## Exercise goal
The line containing "Keypoint placement for each instance of the yellow" and every line after it, through the last one below: output exactly these and nothing else.

## Provided data
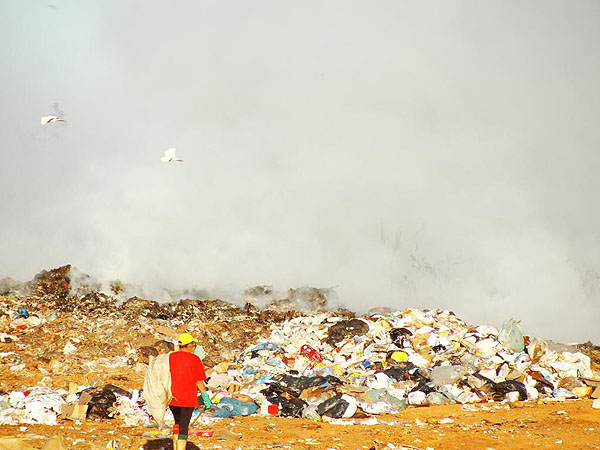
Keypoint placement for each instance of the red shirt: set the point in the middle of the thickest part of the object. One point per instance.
(186, 370)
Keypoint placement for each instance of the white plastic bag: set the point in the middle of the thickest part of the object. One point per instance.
(511, 336)
(157, 387)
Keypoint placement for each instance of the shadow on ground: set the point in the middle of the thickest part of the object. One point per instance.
(166, 444)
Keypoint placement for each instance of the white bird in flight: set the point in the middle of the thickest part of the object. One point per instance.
(170, 156)
(45, 120)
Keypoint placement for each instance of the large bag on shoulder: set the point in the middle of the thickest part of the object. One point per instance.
(157, 387)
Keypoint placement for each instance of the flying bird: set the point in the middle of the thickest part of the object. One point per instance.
(45, 120)
(170, 156)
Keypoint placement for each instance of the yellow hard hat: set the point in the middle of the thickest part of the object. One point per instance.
(186, 338)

## Answer to the problem
Keypoint placement for each instance of the yellow hard hat: set the point in the middle of the thickest part of the object. One point per instance.
(186, 338)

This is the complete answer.